* BEGIN EXERCISE MATERIALS *

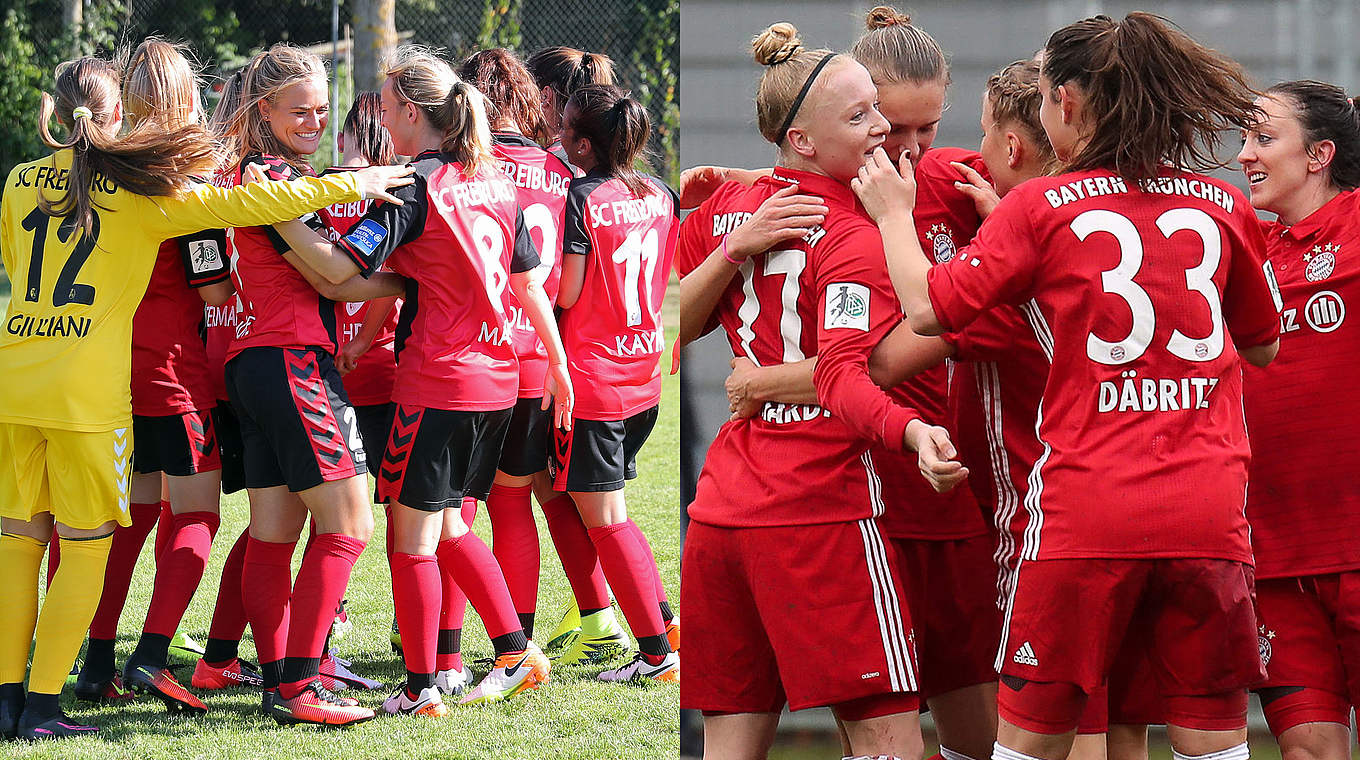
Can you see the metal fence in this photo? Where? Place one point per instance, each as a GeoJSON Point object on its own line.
{"type": "Point", "coordinates": [641, 36]}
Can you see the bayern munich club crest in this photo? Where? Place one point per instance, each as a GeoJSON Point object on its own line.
{"type": "Point", "coordinates": [941, 242]}
{"type": "Point", "coordinates": [1321, 261]}
{"type": "Point", "coordinates": [1264, 643]}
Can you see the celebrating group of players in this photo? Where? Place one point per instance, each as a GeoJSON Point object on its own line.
{"type": "Point", "coordinates": [520, 196]}
{"type": "Point", "coordinates": [1153, 521]}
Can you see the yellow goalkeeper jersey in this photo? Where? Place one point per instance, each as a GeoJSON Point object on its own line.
{"type": "Point", "coordinates": [65, 343]}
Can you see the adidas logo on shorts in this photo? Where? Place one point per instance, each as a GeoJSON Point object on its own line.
{"type": "Point", "coordinates": [1024, 655]}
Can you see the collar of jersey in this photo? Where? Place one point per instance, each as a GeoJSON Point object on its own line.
{"type": "Point", "coordinates": [1319, 219]}
{"type": "Point", "coordinates": [813, 184]}
{"type": "Point", "coordinates": [513, 139]}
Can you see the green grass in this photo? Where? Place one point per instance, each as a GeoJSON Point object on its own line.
{"type": "Point", "coordinates": [570, 717]}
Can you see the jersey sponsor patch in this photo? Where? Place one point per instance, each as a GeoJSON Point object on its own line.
{"type": "Point", "coordinates": [204, 256]}
{"type": "Point", "coordinates": [367, 237]}
{"type": "Point", "coordinates": [847, 306]}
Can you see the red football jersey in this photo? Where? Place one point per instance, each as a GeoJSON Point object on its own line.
{"type": "Point", "coordinates": [276, 303]}
{"type": "Point", "coordinates": [456, 239]}
{"type": "Point", "coordinates": [370, 382]}
{"type": "Point", "coordinates": [221, 329]}
{"type": "Point", "coordinates": [1129, 290]}
{"type": "Point", "coordinates": [170, 370]}
{"type": "Point", "coordinates": [1303, 496]}
{"type": "Point", "coordinates": [614, 335]}
{"type": "Point", "coordinates": [540, 180]}
{"type": "Point", "coordinates": [945, 222]}
{"type": "Point", "coordinates": [827, 295]}
{"type": "Point", "coordinates": [1008, 371]}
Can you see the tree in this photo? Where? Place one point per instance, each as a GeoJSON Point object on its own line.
{"type": "Point", "coordinates": [374, 38]}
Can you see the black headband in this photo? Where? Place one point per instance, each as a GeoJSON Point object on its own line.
{"type": "Point", "coordinates": [803, 94]}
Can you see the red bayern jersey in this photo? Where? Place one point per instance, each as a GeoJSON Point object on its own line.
{"type": "Point", "coordinates": [456, 239]}
{"type": "Point", "coordinates": [828, 297]}
{"type": "Point", "coordinates": [1137, 295]}
{"type": "Point", "coordinates": [170, 369]}
{"type": "Point", "coordinates": [540, 180]}
{"type": "Point", "coordinates": [276, 305]}
{"type": "Point", "coordinates": [614, 335]}
{"type": "Point", "coordinates": [1303, 499]}
{"type": "Point", "coordinates": [1008, 371]}
{"type": "Point", "coordinates": [370, 382]}
{"type": "Point", "coordinates": [945, 222]}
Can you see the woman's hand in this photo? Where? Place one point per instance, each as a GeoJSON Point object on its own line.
{"type": "Point", "coordinates": [558, 386]}
{"type": "Point", "coordinates": [374, 181]}
{"type": "Point", "coordinates": [935, 456]}
{"type": "Point", "coordinates": [784, 216]}
{"type": "Point", "coordinates": [740, 401]}
{"type": "Point", "coordinates": [983, 195]}
{"type": "Point", "coordinates": [883, 188]}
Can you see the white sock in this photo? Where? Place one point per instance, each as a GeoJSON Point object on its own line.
{"type": "Point", "coordinates": [1239, 752]}
{"type": "Point", "coordinates": [1007, 753]}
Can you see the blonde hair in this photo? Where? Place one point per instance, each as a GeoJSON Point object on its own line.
{"type": "Point", "coordinates": [148, 161]}
{"type": "Point", "coordinates": [788, 67]}
{"type": "Point", "coordinates": [450, 105]}
{"type": "Point", "coordinates": [264, 78]}
{"type": "Point", "coordinates": [895, 50]}
{"type": "Point", "coordinates": [159, 84]}
{"type": "Point", "coordinates": [1015, 98]}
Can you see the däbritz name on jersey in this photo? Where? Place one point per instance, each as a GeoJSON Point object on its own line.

* END EXERCISE MATERIALS *

WHAT TO DO:
Starting with the line that contains "Can you see the blonde" and going on through the end of the data, change "blonde hair" to "brown hair" and write those lines out again with nothing else altered.

THE COMPLETED TASK:
Can you see the brown hair in this photo? Where? Place one point per instance, each as a GeoJSON Point object on its own line.
{"type": "Point", "coordinates": [148, 161]}
{"type": "Point", "coordinates": [788, 67]}
{"type": "Point", "coordinates": [450, 105]}
{"type": "Point", "coordinates": [264, 78]}
{"type": "Point", "coordinates": [895, 50]}
{"type": "Point", "coordinates": [159, 84]}
{"type": "Point", "coordinates": [1015, 98]}
Can you see the däbritz name on jersey in this photo? Where? Place one point per instance, each as a GeoJSON Point object on its own line.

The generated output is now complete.